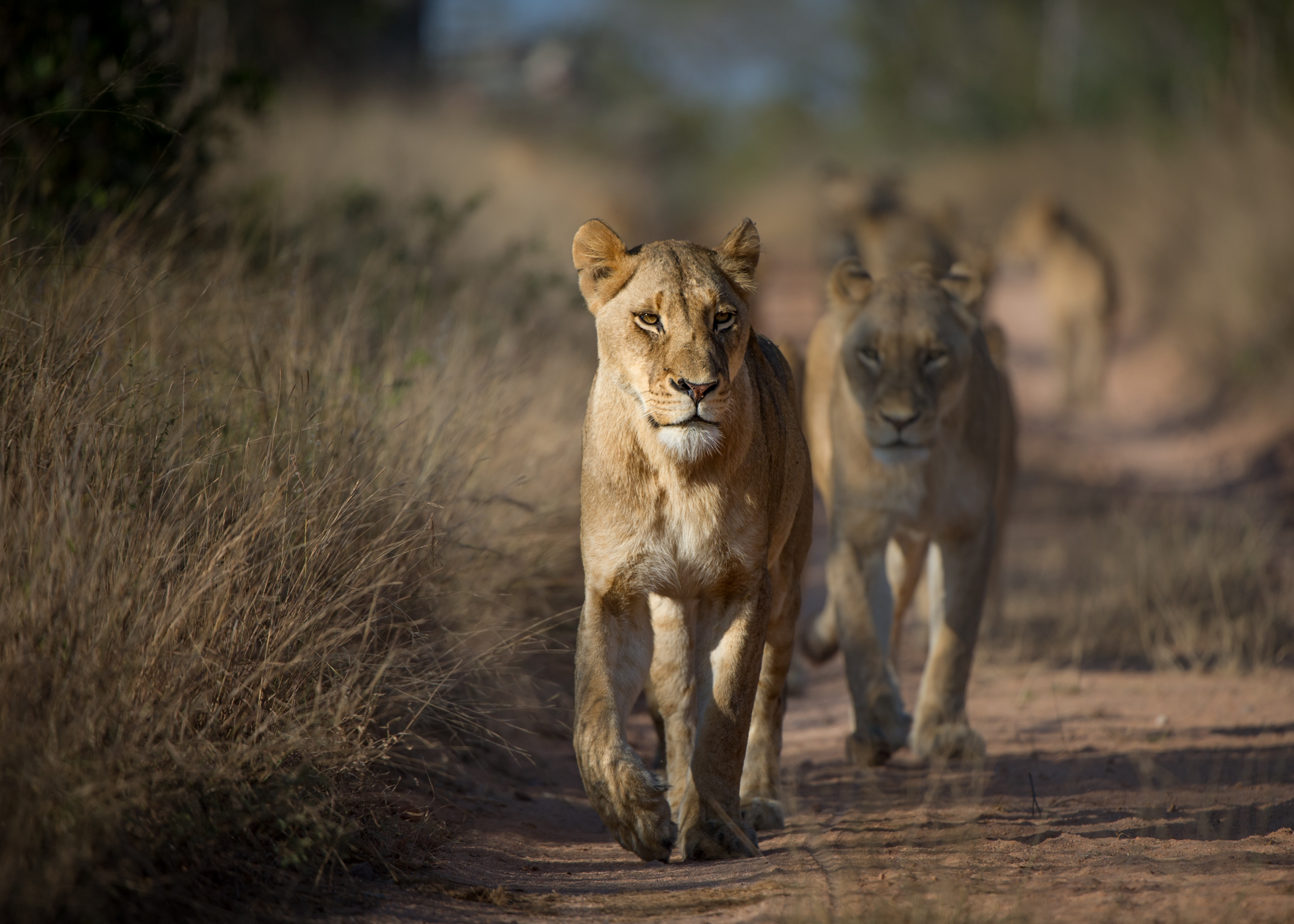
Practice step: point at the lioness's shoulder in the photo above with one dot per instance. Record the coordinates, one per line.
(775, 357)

------------------------

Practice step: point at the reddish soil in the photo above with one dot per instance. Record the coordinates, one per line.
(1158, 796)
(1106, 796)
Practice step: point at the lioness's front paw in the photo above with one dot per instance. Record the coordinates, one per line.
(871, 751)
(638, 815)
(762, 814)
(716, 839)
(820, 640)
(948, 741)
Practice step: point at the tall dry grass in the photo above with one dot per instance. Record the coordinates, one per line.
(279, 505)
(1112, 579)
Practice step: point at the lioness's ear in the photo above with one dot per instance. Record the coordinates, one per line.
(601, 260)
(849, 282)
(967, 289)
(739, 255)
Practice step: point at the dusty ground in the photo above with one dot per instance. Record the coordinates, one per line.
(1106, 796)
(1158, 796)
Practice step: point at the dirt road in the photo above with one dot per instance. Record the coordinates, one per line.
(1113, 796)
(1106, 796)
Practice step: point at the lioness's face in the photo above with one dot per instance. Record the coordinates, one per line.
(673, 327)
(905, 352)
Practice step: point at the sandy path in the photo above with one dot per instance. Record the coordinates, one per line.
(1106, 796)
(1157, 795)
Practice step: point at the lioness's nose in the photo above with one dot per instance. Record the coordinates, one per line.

------------------------

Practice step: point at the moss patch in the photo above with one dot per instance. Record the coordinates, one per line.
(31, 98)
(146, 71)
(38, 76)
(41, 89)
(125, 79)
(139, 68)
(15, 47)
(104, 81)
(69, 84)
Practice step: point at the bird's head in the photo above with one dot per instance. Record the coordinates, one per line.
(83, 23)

------------------------

## Directions
Repeat the records word for word, starting at the line that contains "Practice step: point at the reddish" and ending at the line that contains "Practice step: point at the lioness's nose", with both of those lines included.

## Result
Practice step: point at the reddish soil in the photo above with one dot per instance. Record the coordinates, one per line.
(1158, 796)
(1106, 796)
Practice step: point at the lioness's front paw in the photo above with one dot per instance. Record the coordinates, one per line.
(871, 751)
(638, 815)
(762, 814)
(716, 839)
(820, 640)
(948, 741)
Practice step: point at the tall dry grass in the photo above with one dot per instance. Record the coordinates, one per line.
(279, 505)
(1112, 579)
Practice step: point at the lioness's ear in the photo above with one dot per instance. Record the coordinates, one per line.
(601, 260)
(849, 282)
(967, 289)
(739, 255)
Practice step: point at the dusty ground in the photo above with one dot per instance. Record the coordinates, one per line.
(1106, 796)
(1158, 796)
Practice step: point at the dirt road in the photo above with one dot per instance. Record the coordinates, one per line.
(1113, 796)
(1106, 796)
Practice step: point at the lioness's face in the photo above with one dot per instance. Record the coordinates, one per line.
(673, 327)
(905, 352)
Practice step: point at the sandy path in the photo above with one dot per instance. Record the coordinates, one per line.
(1106, 796)
(1157, 795)
Practice step: point at the lioness's nose in the photo above with one dot per instance. Record the coordinates, one per line.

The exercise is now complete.